What is required » Pull out every line in the rows below that contains the string "snowy" and copy each one in full.
## start
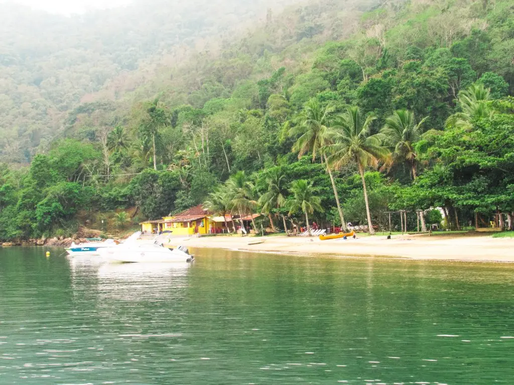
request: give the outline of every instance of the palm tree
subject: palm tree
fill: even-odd
[[[291,184],[291,192],[293,197],[289,201],[289,215],[297,213],[301,210],[305,214],[305,222],[307,230],[310,235],[310,226],[309,225],[309,214],[312,214],[315,210],[322,211],[321,200],[318,197],[313,195],[313,183],[309,183],[305,179],[295,181]]]
[[[109,149],[118,152],[127,147],[127,139],[125,130],[121,126],[116,126],[107,138]]]
[[[268,190],[261,196],[259,200],[259,204],[262,206],[263,212],[268,215],[273,233],[275,232],[275,227],[270,213],[273,209],[279,209],[285,204],[286,196],[287,195],[285,177],[285,171],[282,167],[271,169],[266,178]],[[284,221],[284,230],[287,233],[287,225],[286,224],[285,216],[283,214],[282,220]]]
[[[253,229],[257,232],[257,227],[253,220],[253,209],[257,205],[257,202],[253,199],[253,184],[250,182],[244,171],[238,171],[227,181],[227,187],[231,197],[231,207],[239,214],[241,226],[243,223],[243,214],[251,215]]]
[[[378,166],[379,161],[385,159],[389,154],[387,149],[382,146],[380,137],[370,133],[370,126],[375,119],[370,115],[364,119],[358,107],[349,107],[345,113],[337,117],[334,126],[337,132],[335,143],[331,146],[332,155],[329,159],[330,163],[336,167],[352,162],[359,167],[370,234],[375,234],[375,230],[370,214],[364,171],[368,166]]]
[[[446,127],[457,127],[469,129],[471,120],[477,118],[491,118],[495,111],[488,105],[491,100],[489,89],[483,84],[472,84],[458,93],[457,105],[462,110],[451,116],[446,120]]]
[[[225,227],[227,230],[229,230],[228,223],[227,223],[226,216],[230,212],[230,208],[232,205],[232,197],[227,191],[223,191],[221,189],[211,192],[207,197],[207,200],[204,202],[204,209],[212,211],[214,215],[219,215],[223,217],[225,220]],[[230,216],[231,222],[232,222],[232,216]],[[232,226],[234,226],[234,223],[232,222]],[[234,231],[235,228],[234,227]]]
[[[332,175],[332,171],[327,161],[326,152],[326,146],[332,144],[332,130],[329,128],[332,123],[331,113],[334,112],[334,108],[331,106],[323,107],[315,99],[311,99],[304,107],[303,110],[298,116],[298,125],[290,130],[291,135],[300,135],[296,143],[293,146],[293,151],[298,151],[298,158],[308,152],[313,153],[313,161],[319,155],[321,157],[322,163],[324,163],[326,170],[330,176],[332,182],[332,188],[336,198],[337,210],[339,213],[341,225],[346,228],[343,210],[339,203],[339,196],[336,188],[336,182]]]
[[[157,169],[157,150],[155,138],[159,134],[159,129],[167,125],[168,119],[166,111],[159,107],[159,99],[155,99],[146,109],[147,116],[140,127],[140,133],[143,138],[151,138],[154,152],[154,169]]]
[[[114,222],[118,228],[125,228],[130,222],[130,217],[126,211],[122,211],[114,215]]]
[[[423,133],[421,124],[427,120],[424,118],[417,124],[414,113],[408,110],[397,110],[386,119],[386,124],[380,130],[384,144],[392,149],[393,162],[407,162],[411,168],[413,180],[417,177],[418,155],[414,144],[419,140]],[[421,230],[427,231],[425,216],[419,213]]]

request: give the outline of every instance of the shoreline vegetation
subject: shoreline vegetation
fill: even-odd
[[[219,54],[56,117],[64,129],[51,139],[27,128],[37,149],[10,147],[30,164],[0,164],[0,241],[69,242],[82,226],[114,234],[198,205],[255,233],[512,230],[511,3],[312,0],[270,11]],[[49,86],[43,78],[34,87]]]
[[[508,234],[508,233],[503,233]],[[254,239],[264,241],[249,244]],[[401,258],[462,262],[514,262],[514,240],[495,239],[490,234],[458,234],[394,235],[362,236],[356,239],[320,241],[317,238],[277,236],[253,237],[202,237],[183,242],[189,247],[223,248],[234,251],[285,254],[298,256]]]

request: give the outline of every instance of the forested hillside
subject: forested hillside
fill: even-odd
[[[407,209],[424,227],[435,207],[451,228],[495,212],[511,222],[513,20],[509,0],[315,1],[214,39],[217,52],[163,56],[151,76],[140,66],[109,78],[56,116],[66,139],[40,144],[27,169],[4,167],[0,238],[203,202],[275,226],[380,228]]]
[[[133,90],[162,65],[216,53],[296,0],[136,1],[68,17],[0,4],[0,154],[30,161],[96,92]]]

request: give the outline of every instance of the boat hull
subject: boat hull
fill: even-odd
[[[87,246],[70,247],[66,249],[69,255],[98,255],[98,251],[102,247]]]
[[[191,255],[186,254],[182,252],[172,251],[166,249],[153,251],[148,249],[116,249],[113,248],[111,249],[100,251],[100,256],[112,262],[117,262],[128,263],[184,263],[190,262],[193,257]]]
[[[320,235],[320,239],[322,241],[327,241],[329,239],[338,239],[339,238],[343,238],[345,237],[347,238],[348,237],[353,237],[355,235],[355,232],[352,231],[351,233],[346,233],[346,234],[340,233],[339,234],[328,234],[328,235]]]

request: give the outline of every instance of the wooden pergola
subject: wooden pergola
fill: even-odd
[[[409,211],[409,210],[399,210],[398,211],[386,211],[386,214],[389,214],[389,232],[391,233],[392,230],[392,226],[391,223],[391,215],[398,214],[400,215],[400,223],[401,226],[401,234],[403,234],[403,233],[407,232],[407,213],[412,213],[412,211]],[[417,231],[418,233],[419,232],[419,213],[423,213],[423,210],[416,210],[415,211],[416,215],[417,217]]]

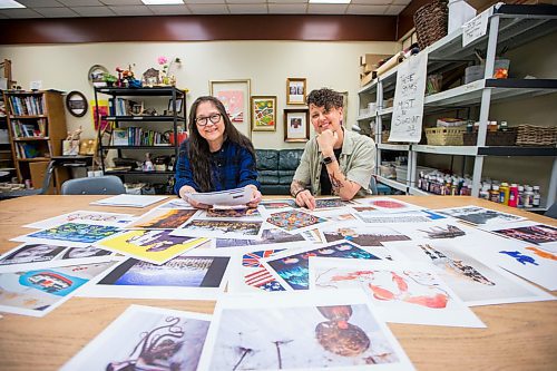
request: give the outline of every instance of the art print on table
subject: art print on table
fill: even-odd
[[[197,370],[211,315],[129,306],[60,370]]]
[[[287,290],[309,289],[310,256],[380,260],[381,256],[356,246],[350,242],[340,242],[321,247],[304,247],[281,252],[263,260],[263,265],[276,273],[278,282]]]
[[[176,256],[156,265],[128,258],[81,296],[216,300],[224,292],[228,256]]]
[[[0,311],[43,316],[114,262],[0,273]]]
[[[243,254],[233,257],[228,276],[229,293],[263,293],[286,290],[261,262],[284,248],[260,248],[251,247]]]
[[[321,233],[326,242],[350,241],[360,246],[383,246],[383,242],[410,240],[409,236],[391,227],[355,223],[323,227]]]
[[[403,258],[437,266],[441,280],[470,306],[554,299],[497,265],[488,265],[485,254],[480,255],[481,258],[466,254],[461,246],[468,243],[420,240],[389,243],[388,248],[393,254],[401,254],[397,262]]]
[[[485,328],[431,264],[322,257],[310,261],[312,290],[360,289],[387,322]]]
[[[66,223],[39,232],[29,233],[11,241],[29,243],[55,243],[60,246],[87,247],[102,238],[109,237],[120,228],[115,226]]]
[[[321,227],[329,221],[302,211],[290,209],[271,214],[266,222],[289,233],[301,233]]]
[[[175,230],[187,223],[196,213],[196,209],[156,208],[144,214],[139,219],[128,225],[127,228]]]
[[[82,223],[96,225],[111,225],[116,227],[124,227],[134,219],[130,214],[116,214],[116,213],[99,213],[90,211],[77,211],[68,214],[55,216],[45,221],[35,222],[23,225],[28,228],[46,230],[52,228],[66,223]]]
[[[206,238],[174,236],[170,231],[165,230],[134,230],[107,238],[98,246],[141,261],[163,264],[204,242]]]
[[[261,237],[263,222],[193,219],[175,230],[174,236],[256,240]]]
[[[287,244],[292,242],[301,242],[305,238],[301,234],[290,234],[278,228],[263,230],[261,238],[257,240],[238,240],[238,238],[215,238],[215,247],[241,247],[270,244]]]
[[[501,213],[479,206],[441,208],[437,212],[476,225],[491,225],[526,219],[522,216]]]
[[[359,291],[219,301],[202,370],[413,370]]]
[[[107,262],[113,252],[95,246],[66,247],[49,244],[22,244],[0,256],[0,271],[12,272],[51,266]]]

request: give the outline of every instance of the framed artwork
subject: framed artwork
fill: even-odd
[[[284,141],[310,140],[310,110],[284,110]]]
[[[248,138],[252,137],[250,130],[250,79],[209,81],[209,94],[223,102],[232,124],[236,125],[236,128]]]
[[[286,79],[286,105],[305,105],[305,79]]]
[[[276,96],[252,97],[252,130],[276,130]]]

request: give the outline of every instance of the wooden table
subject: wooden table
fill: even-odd
[[[0,202],[0,253],[29,233],[21,225],[77,209],[143,214],[148,208],[89,206],[106,196],[31,196]],[[479,205],[546,224],[555,219],[473,197],[393,196],[429,208]],[[557,292],[554,292],[557,294]],[[57,370],[133,304],[212,313],[214,302],[72,297],[41,319],[3,313],[0,370]],[[557,301],[476,306],[487,329],[389,323],[418,370],[556,370]]]

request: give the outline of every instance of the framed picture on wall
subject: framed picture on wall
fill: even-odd
[[[252,130],[276,130],[276,96],[252,97]]]
[[[310,140],[310,111],[307,109],[284,110],[284,141]]]
[[[209,81],[209,94],[223,102],[232,124],[248,138],[252,137],[250,130],[250,79]]]
[[[286,79],[286,105],[305,105],[306,86],[305,79]]]

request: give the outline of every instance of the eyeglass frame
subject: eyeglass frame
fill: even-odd
[[[218,117],[218,119],[216,121],[213,121],[212,117]],[[211,121],[211,124],[216,125],[221,121],[222,118],[223,118],[223,114],[213,114],[208,117],[196,117],[195,124],[203,127],[203,126],[207,126],[208,123]],[[201,124],[202,120],[205,121],[205,124]]]

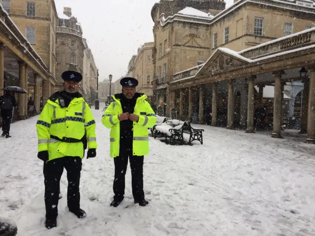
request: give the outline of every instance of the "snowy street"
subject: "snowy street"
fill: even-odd
[[[204,144],[171,146],[150,138],[144,190],[150,204],[133,204],[131,174],[125,199],[112,199],[114,162],[102,112],[96,157],[83,160],[79,219],[66,207],[66,172],[58,227],[44,226],[43,163],[37,158],[38,116],[11,125],[0,139],[0,217],[14,220],[18,236],[315,235],[315,146],[263,134],[202,127]]]

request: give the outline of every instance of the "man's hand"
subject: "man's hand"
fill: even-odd
[[[87,155],[87,159],[95,157],[96,156],[96,149],[95,148],[91,148],[88,150],[88,154]]]
[[[129,119],[133,121],[139,120],[139,117],[135,114],[129,114]]]
[[[125,113],[123,113],[122,114],[120,114],[118,116],[118,119],[120,120],[126,120],[129,118],[129,113],[126,112]]]

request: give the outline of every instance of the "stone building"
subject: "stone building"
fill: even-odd
[[[133,56],[129,65],[127,75],[135,78],[139,81],[136,91],[148,96],[151,102],[153,96],[152,82],[153,80],[152,53],[154,43],[145,43],[138,49],[136,56]]]
[[[66,70],[74,70],[83,74],[83,57],[85,46],[82,38],[82,29],[77,19],[72,16],[71,8],[64,7],[63,14],[59,16],[56,27],[57,55],[56,77],[58,83],[56,90],[62,89],[61,75]],[[86,99],[82,81],[79,91]]]
[[[109,79],[104,79],[101,82],[98,83],[98,100],[101,102],[105,102],[107,101],[107,97],[110,95],[109,89],[110,87],[110,95],[114,94],[115,88],[114,83],[110,83]]]
[[[97,68],[91,49],[86,39],[83,38],[85,50],[83,52],[83,76],[82,87],[89,103],[94,104],[96,99]]]
[[[53,0],[5,0],[2,3],[0,41],[4,64],[2,68],[0,65],[0,71],[4,74],[3,78],[0,75],[0,88],[16,85],[28,91],[28,94],[16,95],[16,118],[25,118],[29,115],[29,96],[39,112],[54,90],[57,11]]]
[[[216,1],[199,1],[209,4],[209,10],[201,3],[193,8],[189,1],[160,1],[151,12],[155,101],[167,115],[171,100],[168,87],[178,73],[189,75],[200,68],[219,47],[239,51],[309,29],[315,11],[273,0],[239,0],[226,9]],[[186,3],[179,8],[174,6],[179,5],[176,1]]]

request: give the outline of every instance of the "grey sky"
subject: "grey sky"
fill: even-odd
[[[55,0],[57,11],[71,7],[98,68],[99,81],[125,75],[131,56],[153,41],[151,11],[159,0]],[[226,0],[226,6],[233,0]]]

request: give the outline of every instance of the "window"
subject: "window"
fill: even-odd
[[[35,28],[26,28],[26,38],[31,44],[35,44]]]
[[[292,23],[286,22],[284,23],[284,36],[289,35],[292,33]]]
[[[158,67],[158,81],[161,82],[161,77],[162,76],[162,67],[161,66]]]
[[[2,5],[8,14],[10,14],[10,0],[2,0]]]
[[[159,44],[159,48],[158,49],[158,58],[162,57],[162,43]]]
[[[35,2],[28,1],[26,3],[26,15],[35,16]]]
[[[164,63],[163,65],[163,83],[166,81],[166,63]]]
[[[71,53],[70,55],[70,63],[75,64],[75,53]]]
[[[264,18],[255,17],[254,25],[254,35],[262,36],[264,28]]]
[[[213,34],[213,48],[216,48],[218,46],[218,33]]]
[[[228,43],[228,33],[229,33],[229,28],[225,27],[224,28],[224,34],[223,38],[223,43]]]

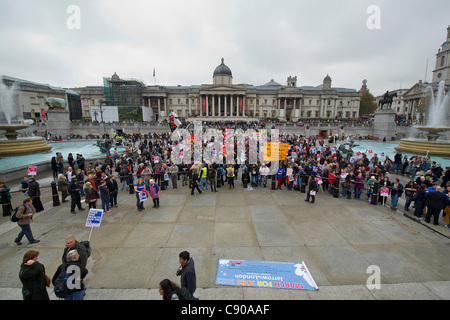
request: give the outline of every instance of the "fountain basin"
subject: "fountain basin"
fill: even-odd
[[[0,140],[0,158],[23,156],[27,154],[50,152],[52,147],[42,137],[16,138],[16,140]]]
[[[0,131],[6,131],[3,135],[8,140],[17,140],[19,132],[17,130],[26,129],[29,125],[0,125]]]
[[[450,157],[450,142],[436,142],[430,140],[402,139],[397,151],[417,153],[419,155]]]
[[[419,131],[426,132],[425,136],[427,137],[428,141],[436,141],[439,137],[443,137],[443,134],[439,134],[440,132],[446,132],[449,131],[450,128],[444,128],[444,127],[414,127]]]
[[[17,130],[26,129],[29,125],[0,125],[0,131],[6,137],[0,139],[0,158],[23,156],[27,154],[50,152],[51,147],[42,137],[17,138]]]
## end
Finished task »
request: give the outline of every instance of the "snowy street"
subject: "snowy street"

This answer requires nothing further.